The oldest printed curriculum of Leiden University (1592)

The aim of this lectures timetable was to discourage the absence of professors and students and to make a good impression on the world with the Leiden scholarship.

Pretty soon after the founding of the Leiden University, on the proposal of rector Justus Lipsius the board of governors decided to draw up annually a series, also called a catalogus or ordo lectionum (a timetable of the lectures), one for the summer months (March - October) and one for the winter months (November - February). The aim of this timetable was to discourage the absence of professors and students and to make a good impression on the world with the Leiden scholarship. Copies of it were sent among others to the book trade fair in Frankfurt. The oldest preserved printed series lectionum dates from 1592 and concerns the summer months. The lectures are enumerated to the hour and the professors are mentioned according to the hierarchy of the four faculties of 1) theology, 2) law, 3) medicine and 4) letters, at first the ordinary (ordinarii) and then the extraordinary professors (extraordinarii). So we can see that the professor of theology Lucas Trelcatius treats the first epistle of St. Paul to the Corinthians at nine o'clock in the morning and the professor of law Everardus Bronchorst the fourth book of the Codex at two o'clock in the afternoon. They did so on all four ordinary days for lectures: Monday, Tuesday, Thursday and Friday. Wednesday and Saturday were reserved for disputations, examinations and private lectures of the professors. Sometimes a professor treated two subjects in one semester, for example the professor of Greek language Bonaventura Vulcanius the Nemean Odes of Pindar on Monday and Tuesday and on the two other days one of the Moralia of Plutarch.

══════════

Tasks:
**a.** In the order given, list the four faculties named in the excerpt on Leiden University's oldest printed curriculum.
**b.** Continue the passage on Leiden University's 1592 lecture timetable, starting after its final sentence.
You won't need the data items for any of this.

Data items
══════════

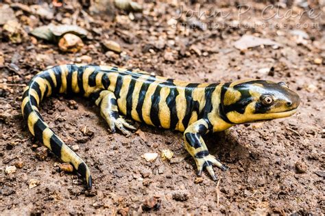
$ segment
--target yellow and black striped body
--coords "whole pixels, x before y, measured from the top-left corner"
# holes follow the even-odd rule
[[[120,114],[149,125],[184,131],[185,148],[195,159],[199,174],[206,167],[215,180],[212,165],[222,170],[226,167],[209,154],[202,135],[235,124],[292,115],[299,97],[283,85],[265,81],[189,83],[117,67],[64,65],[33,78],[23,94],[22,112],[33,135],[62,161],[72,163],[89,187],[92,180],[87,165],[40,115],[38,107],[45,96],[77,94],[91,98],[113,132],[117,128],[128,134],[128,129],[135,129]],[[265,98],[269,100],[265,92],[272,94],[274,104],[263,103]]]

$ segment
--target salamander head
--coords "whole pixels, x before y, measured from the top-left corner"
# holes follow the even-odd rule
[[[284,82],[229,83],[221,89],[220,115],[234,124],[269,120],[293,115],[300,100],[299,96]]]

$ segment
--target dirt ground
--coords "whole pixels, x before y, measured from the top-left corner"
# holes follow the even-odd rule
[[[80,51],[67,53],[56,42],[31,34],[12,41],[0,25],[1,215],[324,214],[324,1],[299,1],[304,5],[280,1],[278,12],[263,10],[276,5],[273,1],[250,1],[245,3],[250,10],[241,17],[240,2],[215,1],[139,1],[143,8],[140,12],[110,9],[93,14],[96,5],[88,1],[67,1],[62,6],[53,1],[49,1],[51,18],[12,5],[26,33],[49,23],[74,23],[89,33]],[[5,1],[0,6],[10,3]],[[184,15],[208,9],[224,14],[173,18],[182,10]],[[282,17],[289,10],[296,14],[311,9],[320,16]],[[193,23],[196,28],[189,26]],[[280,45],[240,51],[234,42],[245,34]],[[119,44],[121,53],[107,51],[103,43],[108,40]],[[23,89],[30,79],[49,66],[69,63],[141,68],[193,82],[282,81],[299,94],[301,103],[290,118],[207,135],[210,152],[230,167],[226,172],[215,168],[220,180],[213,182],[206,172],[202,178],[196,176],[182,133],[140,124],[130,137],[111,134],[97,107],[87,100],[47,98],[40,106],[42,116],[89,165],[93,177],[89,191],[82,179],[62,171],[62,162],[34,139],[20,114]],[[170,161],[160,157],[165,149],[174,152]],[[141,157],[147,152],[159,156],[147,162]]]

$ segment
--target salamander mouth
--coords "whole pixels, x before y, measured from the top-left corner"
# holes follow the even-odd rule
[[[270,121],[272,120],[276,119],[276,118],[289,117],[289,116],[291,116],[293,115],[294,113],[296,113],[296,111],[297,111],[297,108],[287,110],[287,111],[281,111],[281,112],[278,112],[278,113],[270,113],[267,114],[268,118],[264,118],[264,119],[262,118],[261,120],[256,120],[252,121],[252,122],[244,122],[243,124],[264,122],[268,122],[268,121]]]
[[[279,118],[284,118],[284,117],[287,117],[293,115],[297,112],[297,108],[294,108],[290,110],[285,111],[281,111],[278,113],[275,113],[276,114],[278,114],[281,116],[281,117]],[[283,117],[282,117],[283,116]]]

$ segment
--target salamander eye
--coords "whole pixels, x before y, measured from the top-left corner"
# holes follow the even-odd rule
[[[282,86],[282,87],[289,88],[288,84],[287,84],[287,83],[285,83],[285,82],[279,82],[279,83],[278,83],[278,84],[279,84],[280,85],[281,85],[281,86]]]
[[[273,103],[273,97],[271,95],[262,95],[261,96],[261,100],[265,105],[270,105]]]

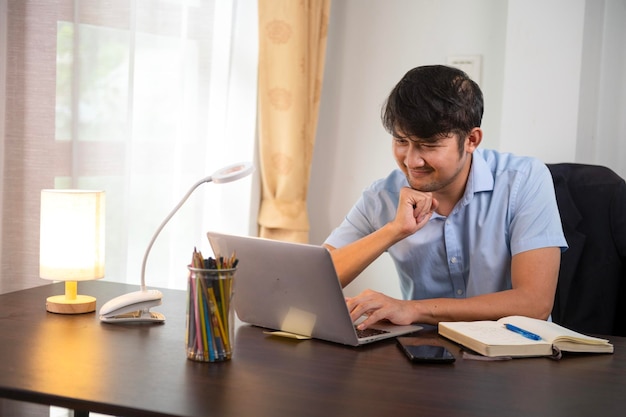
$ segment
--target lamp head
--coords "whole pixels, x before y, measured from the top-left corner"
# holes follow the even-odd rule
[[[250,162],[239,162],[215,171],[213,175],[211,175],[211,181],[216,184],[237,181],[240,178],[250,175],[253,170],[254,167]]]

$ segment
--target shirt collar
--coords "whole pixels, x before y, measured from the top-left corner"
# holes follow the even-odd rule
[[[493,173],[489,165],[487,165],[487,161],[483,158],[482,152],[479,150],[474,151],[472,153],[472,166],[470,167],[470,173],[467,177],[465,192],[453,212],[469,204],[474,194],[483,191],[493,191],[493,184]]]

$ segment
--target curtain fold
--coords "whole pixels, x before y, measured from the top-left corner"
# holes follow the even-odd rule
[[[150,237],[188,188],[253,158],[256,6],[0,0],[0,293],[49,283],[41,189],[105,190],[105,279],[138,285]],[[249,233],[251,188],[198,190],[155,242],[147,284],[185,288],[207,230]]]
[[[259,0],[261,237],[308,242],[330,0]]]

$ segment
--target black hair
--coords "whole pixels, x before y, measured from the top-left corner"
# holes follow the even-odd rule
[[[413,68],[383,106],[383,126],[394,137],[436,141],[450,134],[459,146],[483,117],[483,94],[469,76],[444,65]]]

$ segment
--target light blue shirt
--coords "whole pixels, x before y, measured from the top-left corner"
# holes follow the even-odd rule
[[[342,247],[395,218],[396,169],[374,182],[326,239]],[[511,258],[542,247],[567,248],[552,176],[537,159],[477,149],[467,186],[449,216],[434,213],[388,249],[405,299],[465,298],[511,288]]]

══════════

Outputs by task:
**a.**
1) Theology
2) Law
3) Medicine
4) Letters

**b.**
Such a series lectionum gives information that can't be found elsewhere, for example about which subject was treated by a certain professor in a certain year. Moreover, we can follow the changes in the course of time of the subjects, the works that were treated and the definitions of the disciplines.

In the Library of the Leiden University copies of the series lectionum have been preserved completely from 1654 up to the abolition in the sixties of the twentieth century. Sometimes a hitherto unknown older copy emerges, like the one from 1613 bound in a catalogue of the Library of the Leiden University from 1612, sold at Sotheby's in London in 2008.

Blog post by Arend Pietersma, former curator at Leiden University Libraries


Collection Leiden University Libraries (ASF 283)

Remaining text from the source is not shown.